Stated task: Can you rewrite all the rows below with every "Target" replaced by "Label" and nothing else changed?

□ □ □ □ □ □ □

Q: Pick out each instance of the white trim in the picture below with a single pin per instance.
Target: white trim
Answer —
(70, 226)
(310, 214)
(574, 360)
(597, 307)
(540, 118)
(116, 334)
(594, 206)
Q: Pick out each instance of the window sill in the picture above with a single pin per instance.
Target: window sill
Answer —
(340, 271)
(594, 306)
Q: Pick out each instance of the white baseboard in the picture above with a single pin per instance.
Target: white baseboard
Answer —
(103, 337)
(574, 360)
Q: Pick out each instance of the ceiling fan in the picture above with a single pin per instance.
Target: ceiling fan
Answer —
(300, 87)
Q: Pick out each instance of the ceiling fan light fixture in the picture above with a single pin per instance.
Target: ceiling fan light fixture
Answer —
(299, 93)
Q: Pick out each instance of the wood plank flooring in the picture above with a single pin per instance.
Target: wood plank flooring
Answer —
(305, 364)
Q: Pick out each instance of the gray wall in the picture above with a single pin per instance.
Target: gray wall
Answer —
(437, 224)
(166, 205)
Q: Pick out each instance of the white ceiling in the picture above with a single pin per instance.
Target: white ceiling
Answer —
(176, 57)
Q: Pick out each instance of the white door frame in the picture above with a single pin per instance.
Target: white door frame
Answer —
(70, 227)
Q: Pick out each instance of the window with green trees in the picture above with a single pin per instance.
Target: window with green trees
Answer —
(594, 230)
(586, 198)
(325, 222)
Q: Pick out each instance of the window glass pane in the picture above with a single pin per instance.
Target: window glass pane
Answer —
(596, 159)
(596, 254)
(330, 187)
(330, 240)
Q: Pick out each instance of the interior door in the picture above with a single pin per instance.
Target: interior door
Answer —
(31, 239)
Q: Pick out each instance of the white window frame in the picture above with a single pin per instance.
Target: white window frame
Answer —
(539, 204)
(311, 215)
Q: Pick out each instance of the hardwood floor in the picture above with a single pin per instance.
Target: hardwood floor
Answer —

□ □ □ □ □ □ □

Result for this exercise:
Q: Pick out each instance of the white trim in the picture below with a single pin per instance.
Label: white trim
Answer —
(70, 226)
(310, 214)
(574, 360)
(597, 307)
(540, 118)
(116, 334)
(594, 206)
Q: Pick out each instance of the window sill in the picture above with a single pin per instance.
Label: window sill
Answer —
(340, 271)
(594, 306)
Q: Pick out each instance of the white baseboard in the picture above with a single pin per instance.
Label: white baseboard
Answer —
(103, 337)
(574, 360)
Q: Pick out each instance of the ceiling fan in the picture above with a single pin per instance.
Label: ceiling fan
Answer —
(300, 87)
Q: Pick out each instance of the ceiling fan light fixture in the picture above with a single pin per instance.
Label: ceiling fan light fixture
Answer —
(299, 93)
Q: Pick out each instance of the wood plank flooring in the picture above with a single pin per instance.
Label: wood plank flooring
Answer —
(305, 364)
Q: Pick out each instance of the gray wall in the picture above with a single pin per instance.
Label: gray wall
Answer —
(437, 224)
(166, 205)
Q: Pick out each instance of the white ceiling in the picture above with a single pin per instance.
Label: white ceiling
Answer —
(176, 57)
Q: Pick out each instance of the white door frame in the picture above with a single pin per instance.
Label: white door frame
Answer —
(70, 227)
Q: Pick out each instance of the window with green trees in the picture above with a single pin per instance.
Label: window with green trees
Answer —
(594, 230)
(586, 198)
(325, 222)
Q: Pick out each instance of the window glass pane in the picture above with a single pin per instance.
Label: window glass pane
Answer —
(596, 159)
(596, 254)
(330, 187)
(330, 240)
Q: Pick out each instance of the interior door in the picture above with a single pin per instance.
Label: interior door
Answer —
(31, 239)
Q: Pick out each instance of the white window frame in the picture above with a single pin per instance.
Label: white window frame
Answer —
(539, 204)
(311, 215)
Q: Pick out each instance of the hardwood floor in the picture above with a single pin per instance.
Label: hardwood floor
Answer —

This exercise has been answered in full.